TASK PROMPT
The full set of lines below has to be duplicated exactly, with no picture kept.

RECORDS FOR THIS TASK
——
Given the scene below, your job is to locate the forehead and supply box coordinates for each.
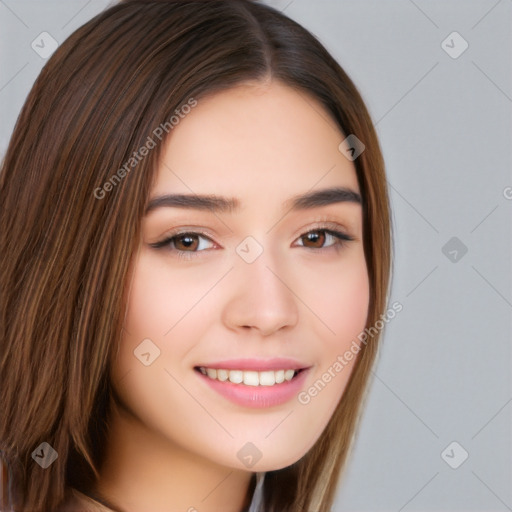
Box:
[151,81,360,209]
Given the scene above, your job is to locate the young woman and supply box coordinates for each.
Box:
[0,1,393,511]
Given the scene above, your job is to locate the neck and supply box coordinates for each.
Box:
[94,397,254,512]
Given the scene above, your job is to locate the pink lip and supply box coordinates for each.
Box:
[195,367,311,409]
[194,357,310,371]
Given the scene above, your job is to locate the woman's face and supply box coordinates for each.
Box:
[113,80,369,471]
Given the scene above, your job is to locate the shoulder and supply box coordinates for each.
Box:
[55,488,112,512]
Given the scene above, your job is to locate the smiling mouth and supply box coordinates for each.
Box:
[194,366,306,387]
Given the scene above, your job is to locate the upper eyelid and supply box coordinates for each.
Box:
[294,220,351,236]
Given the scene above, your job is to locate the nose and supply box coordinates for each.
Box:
[221,246,300,336]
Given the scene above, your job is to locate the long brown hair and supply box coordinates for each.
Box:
[0,1,392,510]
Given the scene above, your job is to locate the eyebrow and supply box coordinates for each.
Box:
[144,186,362,215]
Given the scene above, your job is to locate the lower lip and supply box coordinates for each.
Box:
[195,368,310,409]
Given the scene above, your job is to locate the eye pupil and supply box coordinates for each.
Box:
[304,231,325,248]
[176,234,198,250]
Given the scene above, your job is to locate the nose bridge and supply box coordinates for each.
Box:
[223,234,299,334]
[239,244,284,297]
[237,234,287,297]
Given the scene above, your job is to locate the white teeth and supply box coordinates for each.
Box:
[259,371,275,386]
[206,368,217,379]
[243,371,259,386]
[284,369,295,381]
[198,367,300,386]
[217,369,229,381]
[228,370,243,384]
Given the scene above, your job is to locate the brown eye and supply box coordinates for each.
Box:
[295,228,353,251]
[149,231,216,260]
[300,230,326,249]
[173,234,200,251]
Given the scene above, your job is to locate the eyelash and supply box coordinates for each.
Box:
[149,222,355,261]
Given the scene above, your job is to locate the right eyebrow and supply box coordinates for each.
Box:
[145,194,238,215]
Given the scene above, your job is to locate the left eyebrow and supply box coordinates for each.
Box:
[284,186,362,211]
[144,186,362,215]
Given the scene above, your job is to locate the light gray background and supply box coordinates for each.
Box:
[1,1,511,510]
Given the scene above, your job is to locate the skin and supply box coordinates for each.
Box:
[95,79,370,512]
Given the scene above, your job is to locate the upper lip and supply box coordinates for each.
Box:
[194,358,311,371]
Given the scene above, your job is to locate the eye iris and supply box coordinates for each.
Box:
[175,234,198,251]
[304,231,325,248]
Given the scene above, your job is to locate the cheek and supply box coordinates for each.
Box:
[300,250,370,345]
[123,252,217,339]
[123,256,171,338]
[292,252,369,430]
[328,262,369,340]
[112,255,185,386]
[109,255,211,437]
[113,251,224,389]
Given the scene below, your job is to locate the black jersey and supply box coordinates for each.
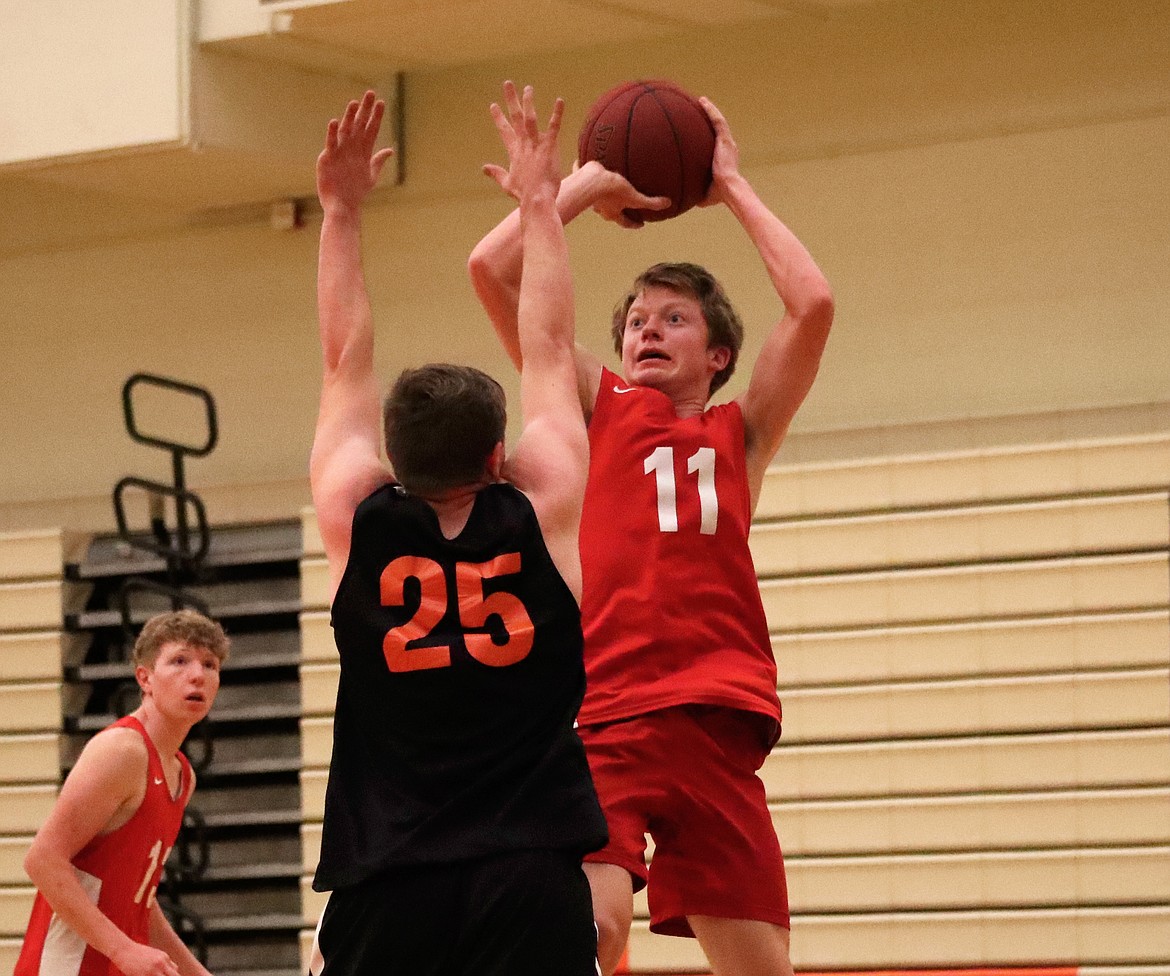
——
WRITTEN ANSWER
Given the scene below, your job is to locate the forehead and supply box coordinates for each.
Box:
[151,81,360,209]
Given the scene above, your job is to locate the young woman and supply box coordinates for each.
Box:
[0,1,393,511]
Given the scene above, your job is to locate the neck and supply box coordinates for each.
Box:
[94,397,254,512]
Given the scene above, your job is to locate the pink lip and supply box coordinates for each.
Box:
[195,367,311,409]
[194,357,310,371]
Given the scene above, your job is to locate the woman's face and supply box coordinates for each.
Box:
[113,80,369,471]
Given the scene above, your job is to locate the shoulder and supply box coordinates for each.
Box:
[55,488,112,512]
Given the scene above, your job is to locate the smiling mouth and supply box coordinates for each.
Box:
[194,366,306,387]
Given the scene above, your job is to locate the upper eyelid and supply box coordinates for each.
Box:
[294,220,351,236]
Given the scene above, your job is to locate the nose and supply box coordinates for each.
Box:
[221,246,300,336]
Given the scene above, your job is to locate the long brown hair and supply box coordinates for each.
Box:
[0,1,392,510]
Given the scene above, your job is to locate the eyebrow and supply box coordinates for each.
Box:
[144,186,362,215]
Given the scene above, your job is to locate the lower lip and supply box coordinates for each.
Box:
[195,368,310,409]
Given the scene above, your job is to locate the eye pupil and supply box coordinates for each.
Box:
[304,231,325,248]
[176,234,198,250]
Given the scene above, your job is to locate the nose bridge and supply box coordinates for each.
Box:
[223,234,299,334]
[239,244,284,297]
[237,234,287,297]
Given the scene above, your job is to locate the white teeth and supply box coordinates for each.
Box:
[259,371,275,386]
[206,368,217,379]
[243,371,259,386]
[284,369,295,381]
[198,367,300,386]
[217,369,229,381]
[228,370,243,384]
Given the scene above, your job is to locate the brown eye and supply box coordinates for each.
Box:
[295,228,353,251]
[149,231,216,260]
[300,230,326,249]
[173,234,200,251]
Given the scene above, your job is to locate the eyelash and supply box coordinates for each.
Box:
[149,222,355,261]
Given the scene above, your job is to locate the right eyebrow and supply box coordinates for each.
Box:
[145,194,238,215]
Given the scene above, your job is to locate the left eyebrow and supply box coordinates for each.
Box:
[284,186,362,211]
[144,186,362,215]
Given the scene above, your job is to locate the light gray background and supply box coordinates for each.
Box:
[1,1,511,510]
Given the scene above, your job is to locate the skin and supply box coordinates for each.
Box:
[95,79,370,512]
Given the scene above, your job is to locate the upper lip and supply box coordinates for each.
Box:
[194,358,311,371]
Given the scene above, your job is to locate the eye iris and supply box coordinates for each.
Box:
[175,234,198,251]
[304,231,325,248]
Given the scene above, your job is to locate the cheek and supply box coordinates for each.
Box:
[300,250,370,345]
[123,252,217,339]
[123,256,171,338]
[292,252,369,430]
[328,262,369,340]
[112,255,185,386]
[109,255,211,437]
[113,251,224,389]
Given the scene below, your job is to locate the black jersey and supply box coordinates for each.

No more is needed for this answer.